──────── Exercise data ────────
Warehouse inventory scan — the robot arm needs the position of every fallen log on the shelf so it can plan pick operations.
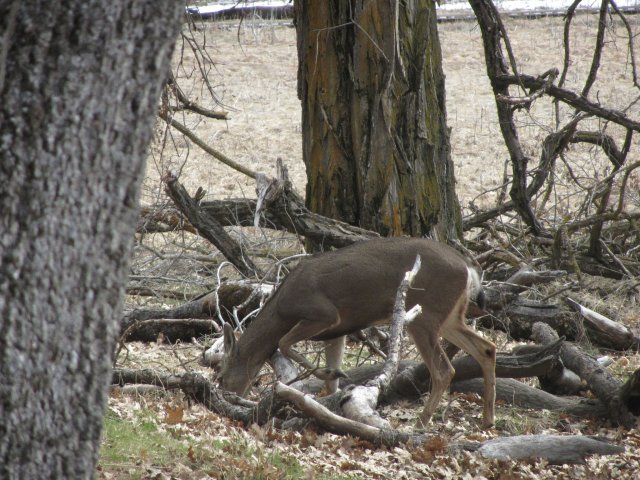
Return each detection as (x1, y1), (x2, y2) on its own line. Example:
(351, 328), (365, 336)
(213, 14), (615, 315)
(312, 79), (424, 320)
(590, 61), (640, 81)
(565, 298), (640, 351)
(532, 323), (636, 428)
(451, 378), (611, 419)
(162, 173), (263, 278)
(477, 435), (624, 464)
(120, 282), (261, 342)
────────
__Written task__.
Rescale the items above by reproducing every line, including the request text, and multiplying each bounding-box coordinate in the answers by 2.35, rounding to whole numbers with halves rounded up. Leave the coordinates in the request and its format sample unchanged, and omit the pictures.

__Solution to the exercise__.
Warehouse inventory scan — the robot arm needs the position of every fallen log on the shelf so it can plan pick operations.
Return each detection as (x1, y1), (x2, y2) on its own line. Example:
(351, 328), (365, 336)
(213, 14), (615, 315)
(312, 79), (424, 320)
(590, 61), (640, 81)
(1328, 700), (1504, 825)
(1250, 759), (1495, 1006)
(1060, 888), (1436, 985)
(381, 407), (618, 653)
(1121, 1022), (1466, 1090)
(282, 663), (613, 804)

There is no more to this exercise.